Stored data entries
§ §
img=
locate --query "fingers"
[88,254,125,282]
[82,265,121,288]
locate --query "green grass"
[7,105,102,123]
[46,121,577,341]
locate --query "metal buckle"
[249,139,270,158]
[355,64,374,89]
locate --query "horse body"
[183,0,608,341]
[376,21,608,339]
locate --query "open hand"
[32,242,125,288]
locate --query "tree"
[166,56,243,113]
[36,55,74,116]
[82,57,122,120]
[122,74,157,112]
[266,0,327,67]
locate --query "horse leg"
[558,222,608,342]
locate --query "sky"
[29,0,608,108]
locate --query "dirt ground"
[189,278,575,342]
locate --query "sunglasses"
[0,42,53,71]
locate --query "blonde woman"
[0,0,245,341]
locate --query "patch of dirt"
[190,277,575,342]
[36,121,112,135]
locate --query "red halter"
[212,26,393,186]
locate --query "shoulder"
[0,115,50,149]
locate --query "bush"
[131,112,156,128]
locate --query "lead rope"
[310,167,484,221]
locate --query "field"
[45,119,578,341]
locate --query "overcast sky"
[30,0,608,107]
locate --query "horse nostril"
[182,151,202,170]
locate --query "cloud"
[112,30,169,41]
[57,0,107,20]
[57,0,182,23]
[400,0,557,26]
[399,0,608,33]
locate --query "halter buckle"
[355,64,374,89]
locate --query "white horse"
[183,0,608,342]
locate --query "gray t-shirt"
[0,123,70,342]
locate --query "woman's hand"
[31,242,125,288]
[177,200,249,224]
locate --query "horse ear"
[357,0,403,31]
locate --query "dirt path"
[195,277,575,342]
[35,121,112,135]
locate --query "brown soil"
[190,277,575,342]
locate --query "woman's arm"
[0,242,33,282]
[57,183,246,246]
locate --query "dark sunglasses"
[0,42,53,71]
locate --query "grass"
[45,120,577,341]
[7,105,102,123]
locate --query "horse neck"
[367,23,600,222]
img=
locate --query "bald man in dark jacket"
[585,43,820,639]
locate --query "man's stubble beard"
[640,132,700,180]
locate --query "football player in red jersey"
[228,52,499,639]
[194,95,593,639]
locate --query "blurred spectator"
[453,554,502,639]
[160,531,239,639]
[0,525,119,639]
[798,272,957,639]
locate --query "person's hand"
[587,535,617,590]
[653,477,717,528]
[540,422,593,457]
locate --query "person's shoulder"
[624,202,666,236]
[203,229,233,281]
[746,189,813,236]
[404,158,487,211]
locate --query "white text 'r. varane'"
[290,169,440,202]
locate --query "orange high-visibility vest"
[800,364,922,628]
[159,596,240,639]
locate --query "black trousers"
§ §
• **Aim**: Pull out every line above that contains the word "hand", copying each one in full.

• **Response to this task**:
locate --query "open hand"
locate --query "woman's hand"
locate --query "person's hand"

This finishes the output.